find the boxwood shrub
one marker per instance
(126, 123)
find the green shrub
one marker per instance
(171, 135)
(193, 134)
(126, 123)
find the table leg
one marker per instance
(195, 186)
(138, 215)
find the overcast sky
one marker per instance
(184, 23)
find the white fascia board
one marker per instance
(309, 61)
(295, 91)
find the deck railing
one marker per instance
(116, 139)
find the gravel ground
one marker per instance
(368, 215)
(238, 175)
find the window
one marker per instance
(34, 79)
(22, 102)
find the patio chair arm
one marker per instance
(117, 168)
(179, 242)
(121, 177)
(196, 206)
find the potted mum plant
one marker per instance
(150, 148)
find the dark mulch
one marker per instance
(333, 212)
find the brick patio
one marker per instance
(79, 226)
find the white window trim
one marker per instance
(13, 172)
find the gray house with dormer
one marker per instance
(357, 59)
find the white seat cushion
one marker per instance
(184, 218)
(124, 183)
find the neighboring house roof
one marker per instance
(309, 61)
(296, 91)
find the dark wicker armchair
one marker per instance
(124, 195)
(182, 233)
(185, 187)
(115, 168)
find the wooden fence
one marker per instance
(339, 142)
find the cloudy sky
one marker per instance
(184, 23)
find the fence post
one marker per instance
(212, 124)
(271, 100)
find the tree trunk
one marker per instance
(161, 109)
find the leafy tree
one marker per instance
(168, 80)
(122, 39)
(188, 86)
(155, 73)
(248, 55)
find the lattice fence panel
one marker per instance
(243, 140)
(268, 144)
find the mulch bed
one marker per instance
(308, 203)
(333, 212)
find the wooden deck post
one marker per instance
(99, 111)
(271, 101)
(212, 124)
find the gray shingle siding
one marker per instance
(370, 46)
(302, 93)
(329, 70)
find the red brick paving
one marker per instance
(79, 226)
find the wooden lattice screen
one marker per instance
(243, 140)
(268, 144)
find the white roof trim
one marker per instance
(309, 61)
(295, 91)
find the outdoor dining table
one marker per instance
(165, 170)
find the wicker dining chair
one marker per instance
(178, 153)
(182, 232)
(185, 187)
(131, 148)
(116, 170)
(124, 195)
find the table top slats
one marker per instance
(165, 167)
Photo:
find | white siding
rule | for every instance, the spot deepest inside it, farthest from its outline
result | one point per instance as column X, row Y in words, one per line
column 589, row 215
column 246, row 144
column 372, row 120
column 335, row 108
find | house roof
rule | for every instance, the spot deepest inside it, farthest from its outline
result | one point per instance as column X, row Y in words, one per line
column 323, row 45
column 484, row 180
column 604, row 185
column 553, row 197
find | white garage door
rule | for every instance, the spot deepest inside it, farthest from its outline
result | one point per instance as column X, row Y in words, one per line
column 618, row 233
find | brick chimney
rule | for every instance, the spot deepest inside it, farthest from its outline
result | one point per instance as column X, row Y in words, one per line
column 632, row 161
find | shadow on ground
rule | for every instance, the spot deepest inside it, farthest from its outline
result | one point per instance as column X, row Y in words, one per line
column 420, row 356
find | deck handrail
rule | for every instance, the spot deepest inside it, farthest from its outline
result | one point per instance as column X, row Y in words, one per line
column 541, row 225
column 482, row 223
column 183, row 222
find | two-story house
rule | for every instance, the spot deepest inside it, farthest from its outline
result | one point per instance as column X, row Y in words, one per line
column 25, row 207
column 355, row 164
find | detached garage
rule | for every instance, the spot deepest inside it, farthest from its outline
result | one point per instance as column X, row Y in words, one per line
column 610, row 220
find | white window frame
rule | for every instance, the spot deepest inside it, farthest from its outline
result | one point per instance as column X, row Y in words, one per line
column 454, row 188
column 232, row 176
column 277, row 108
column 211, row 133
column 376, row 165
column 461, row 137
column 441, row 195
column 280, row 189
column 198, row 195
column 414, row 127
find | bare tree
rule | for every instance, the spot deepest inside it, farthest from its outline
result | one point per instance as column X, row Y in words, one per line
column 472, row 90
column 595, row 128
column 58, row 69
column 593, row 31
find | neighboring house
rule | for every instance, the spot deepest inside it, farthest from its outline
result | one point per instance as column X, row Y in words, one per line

YOUR TASK - Each entry above should be retyped exactly, with nothing missed.

EXPECTED OUTPUT -
find the boxwood shrub
one marker per instance
(126, 123)
find the green shrub
one marker per instance
(171, 135)
(193, 134)
(126, 123)
find the table leg
one marker per instance
(195, 186)
(138, 215)
find the overcast sky
one marker per instance
(184, 23)
find the white fascia board
one marker per instance
(309, 61)
(295, 91)
find the deck railing
one marker per instance
(116, 139)
find the gravel ground
one marker per instance
(368, 215)
(238, 175)
find the window
one marker per instance
(34, 79)
(22, 102)
find the patio chair arm
one marker per instance
(117, 168)
(179, 242)
(121, 177)
(196, 206)
find the potted mum plant
one marker per instance
(150, 148)
find the dark mulch
one marker per instance
(333, 212)
find the brick patio
one marker per instance
(79, 226)
find the white window trim
one marker per instance
(13, 172)
find the gray house with dormer
one marker per instance
(357, 59)
find the white seat cushion
one marker per instance
(184, 218)
(124, 183)
find the neighboring house roof
one marker per instance
(309, 61)
(296, 91)
find the dark wicker armchair
one marker per instance
(124, 195)
(182, 233)
(185, 187)
(115, 168)
find the wooden fence
one marker per instance
(339, 142)
find the cloudy sky
one marker per instance
(184, 23)
find the fence post
one marker per instance
(212, 124)
(271, 100)
find the tree trunk
one marker per instance
(161, 109)
find the leafy tree
one marker per instance
(168, 80)
(122, 39)
(188, 86)
(155, 73)
(248, 55)
find the lattice fence panel
one marker per instance
(243, 140)
(268, 144)
find the mulch bed
one marker per instance
(308, 203)
(333, 212)
find the wooden deck post
one marker per instance
(99, 111)
(271, 101)
(212, 124)
find the gray shingle siding
one marker per instance
(370, 46)
(302, 93)
(329, 70)
find the red brick paving
one marker per instance
(79, 226)
find the wooden lattice screen
one marker per instance
(243, 140)
(268, 144)
find the white roof trim
one marker per instance
(309, 61)
(295, 91)
find the outdoor dining table
one marker per instance
(165, 170)
find the wicker dining chair
one marker per instance
(178, 153)
(182, 232)
(185, 187)
(131, 148)
(116, 170)
(124, 195)
find the table top slats
one marker per instance
(165, 167)
Photo:
find | white siding
rule | for every instance, the spot deepest inside it, farthest from its outline
result | one point per instance as column X, row Y in words, one per line
column 589, row 215
column 246, row 144
column 372, row 120
column 335, row 108
find | house roof
rule | for every instance, the spot deepest inside it, farthest from its outline
result | one point per instance as column X, row Y in words, one per line
column 323, row 45
column 484, row 180
column 604, row 185
column 553, row 197
find | white garage door
rule | for every instance, the spot deepest inside it, farthest from its outline
result | one point per instance as column X, row Y in words, one per line
column 618, row 233
find | brick chimney
rule | for every instance, the spot deepest inside it, farthest from its outline
result | one point per instance as column X, row Y in words, one per line
column 632, row 161
find | shadow on ground
rule | for every instance, the spot deepest inside it, farthest from its outline
result | one point per instance as column X, row Y in words, one per line
column 420, row 356
find | deck handrail
rule | for every instance, the spot deepest inside it, farthest from its outline
result | one point per instance as column X, row Y in words, one per line
column 541, row 225
column 482, row 223
column 183, row 222
find | two-story house
rule | for every instance, the spot deepest inside it, farthest from its outline
result | one point per instance as column X, row Y in words, one per line
column 25, row 207
column 355, row 164
find | detached garage
rule | for every instance, the spot deepest inside it, farthest from its outline
result | one point per instance as column X, row Y in words, one per line
column 610, row 220
find | white window frame
rule | for every instance, the spot deepest inside it, farthest from its outline
result | one point per instance as column X, row Y in words, one per line
column 454, row 188
column 232, row 176
column 277, row 108
column 211, row 133
column 376, row 165
column 461, row 137
column 441, row 195
column 280, row 189
column 198, row 195
column 414, row 127
find | bare tree
rule | for every instance, the spot deepest inside it, farthest from its outline
result | one point per instance as column X, row Y in words, one per line
column 472, row 90
column 595, row 128
column 58, row 69
column 593, row 31
find | neighboring house
rule | for every instance, the spot deepest inside it, farthest from its outline
result | one point per instance as column X, row Y in words, one per line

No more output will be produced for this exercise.